(Data drawn from a collection)
###

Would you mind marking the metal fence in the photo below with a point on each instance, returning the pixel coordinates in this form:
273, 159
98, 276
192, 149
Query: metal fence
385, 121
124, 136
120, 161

###

TO BE DONE: Transcribe each line of the records above verbatim, with no changes.

OUTPUT BELOW:
Would you mind marking the metal fence in the photo below with a point on each instance, returning the pixel coordinates in this form:
273, 159
98, 276
192, 149
Query: metal fence
385, 121
124, 136
120, 161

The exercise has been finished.